# YOUR GOAL
Copy the lines below exactly as they appear, from the line that contains "Where can the haze" through the line that contains "<point>137,124</point>", and nothing else.

Object position labeling items:
____________
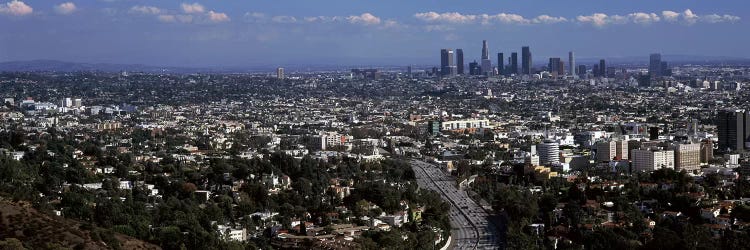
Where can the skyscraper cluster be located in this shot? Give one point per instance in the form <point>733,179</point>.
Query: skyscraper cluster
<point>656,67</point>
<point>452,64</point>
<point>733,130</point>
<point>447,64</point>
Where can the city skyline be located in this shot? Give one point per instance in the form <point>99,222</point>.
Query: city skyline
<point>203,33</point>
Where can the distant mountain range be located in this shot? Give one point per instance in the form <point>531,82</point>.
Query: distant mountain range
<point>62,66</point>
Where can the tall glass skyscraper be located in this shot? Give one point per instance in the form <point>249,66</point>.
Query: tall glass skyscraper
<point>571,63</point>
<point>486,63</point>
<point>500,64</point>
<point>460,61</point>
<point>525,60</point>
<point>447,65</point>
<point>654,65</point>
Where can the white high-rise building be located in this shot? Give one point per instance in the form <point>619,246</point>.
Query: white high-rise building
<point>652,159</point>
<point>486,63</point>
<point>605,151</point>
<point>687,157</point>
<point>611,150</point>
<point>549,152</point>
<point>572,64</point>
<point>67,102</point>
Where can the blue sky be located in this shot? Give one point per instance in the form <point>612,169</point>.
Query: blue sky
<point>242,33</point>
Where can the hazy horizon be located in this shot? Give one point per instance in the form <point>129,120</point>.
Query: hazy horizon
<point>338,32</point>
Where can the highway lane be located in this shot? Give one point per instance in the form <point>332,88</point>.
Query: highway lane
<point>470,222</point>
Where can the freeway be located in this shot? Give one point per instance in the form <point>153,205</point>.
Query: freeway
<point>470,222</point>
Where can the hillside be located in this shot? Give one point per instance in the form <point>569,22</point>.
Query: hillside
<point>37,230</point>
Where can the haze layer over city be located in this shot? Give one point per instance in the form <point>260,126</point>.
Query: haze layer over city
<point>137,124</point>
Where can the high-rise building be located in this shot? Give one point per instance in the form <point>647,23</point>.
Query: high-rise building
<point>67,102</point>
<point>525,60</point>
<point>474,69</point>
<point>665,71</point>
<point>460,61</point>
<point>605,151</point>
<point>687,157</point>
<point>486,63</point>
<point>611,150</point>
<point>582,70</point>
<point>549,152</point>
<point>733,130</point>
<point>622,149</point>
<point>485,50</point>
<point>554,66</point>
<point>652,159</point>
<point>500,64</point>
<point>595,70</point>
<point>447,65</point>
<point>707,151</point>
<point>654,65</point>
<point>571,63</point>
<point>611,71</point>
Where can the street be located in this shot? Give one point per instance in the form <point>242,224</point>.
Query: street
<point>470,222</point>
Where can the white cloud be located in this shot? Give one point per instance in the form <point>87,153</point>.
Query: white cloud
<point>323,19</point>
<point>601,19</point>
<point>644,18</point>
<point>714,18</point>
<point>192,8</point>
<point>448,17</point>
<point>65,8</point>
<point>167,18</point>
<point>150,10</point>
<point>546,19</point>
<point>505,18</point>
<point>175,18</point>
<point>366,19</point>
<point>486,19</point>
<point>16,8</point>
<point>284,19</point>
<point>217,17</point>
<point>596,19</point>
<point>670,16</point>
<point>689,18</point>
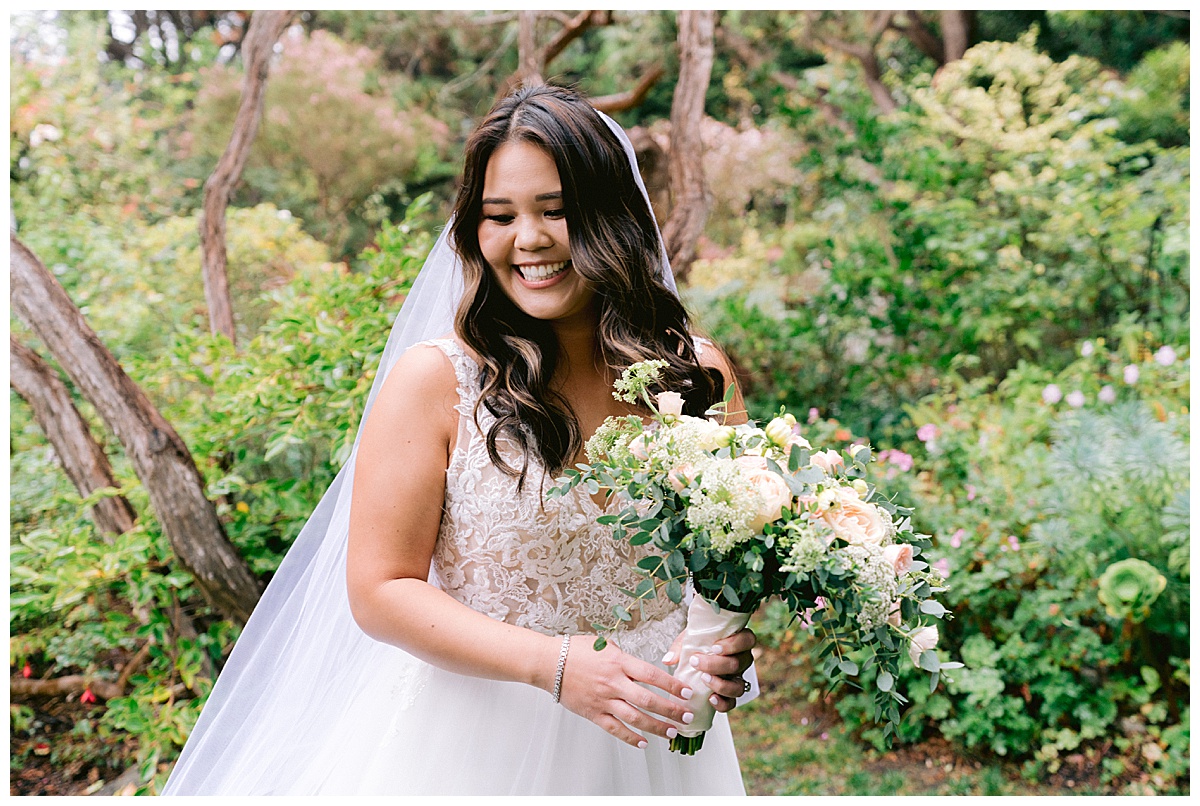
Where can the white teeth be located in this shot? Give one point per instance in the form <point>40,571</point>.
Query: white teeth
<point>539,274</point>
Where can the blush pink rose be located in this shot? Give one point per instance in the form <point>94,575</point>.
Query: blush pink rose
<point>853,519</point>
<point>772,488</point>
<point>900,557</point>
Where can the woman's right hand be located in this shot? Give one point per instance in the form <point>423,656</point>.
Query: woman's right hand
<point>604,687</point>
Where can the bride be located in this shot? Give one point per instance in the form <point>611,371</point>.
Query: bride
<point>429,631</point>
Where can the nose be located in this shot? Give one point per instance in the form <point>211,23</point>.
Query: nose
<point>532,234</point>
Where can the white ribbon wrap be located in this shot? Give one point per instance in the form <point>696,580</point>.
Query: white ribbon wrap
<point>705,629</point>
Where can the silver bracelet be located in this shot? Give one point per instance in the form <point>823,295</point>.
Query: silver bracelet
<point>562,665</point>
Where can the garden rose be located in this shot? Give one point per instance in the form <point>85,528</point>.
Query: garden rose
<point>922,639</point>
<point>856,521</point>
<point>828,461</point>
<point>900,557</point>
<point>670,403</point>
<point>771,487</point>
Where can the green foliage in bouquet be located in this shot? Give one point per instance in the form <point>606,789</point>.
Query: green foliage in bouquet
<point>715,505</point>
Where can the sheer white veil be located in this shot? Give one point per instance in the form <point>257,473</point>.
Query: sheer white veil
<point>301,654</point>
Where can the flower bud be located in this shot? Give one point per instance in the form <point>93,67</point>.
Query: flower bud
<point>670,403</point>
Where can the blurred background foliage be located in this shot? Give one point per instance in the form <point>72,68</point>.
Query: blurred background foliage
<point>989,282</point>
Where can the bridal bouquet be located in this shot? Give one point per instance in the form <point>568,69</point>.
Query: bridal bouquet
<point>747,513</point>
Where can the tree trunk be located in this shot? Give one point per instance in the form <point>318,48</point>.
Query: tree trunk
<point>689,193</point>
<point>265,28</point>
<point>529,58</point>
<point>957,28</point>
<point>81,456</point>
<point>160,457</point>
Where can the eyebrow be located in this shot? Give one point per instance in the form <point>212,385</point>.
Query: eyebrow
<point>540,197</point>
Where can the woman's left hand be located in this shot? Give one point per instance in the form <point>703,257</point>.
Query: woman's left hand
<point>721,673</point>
____________
# RESULT OF THIS EXERCISE
Where can the haze layer over city be located in this shot? Give one point per instance in the form <point>260,126</point>.
Query: haze layer over city
<point>137,124</point>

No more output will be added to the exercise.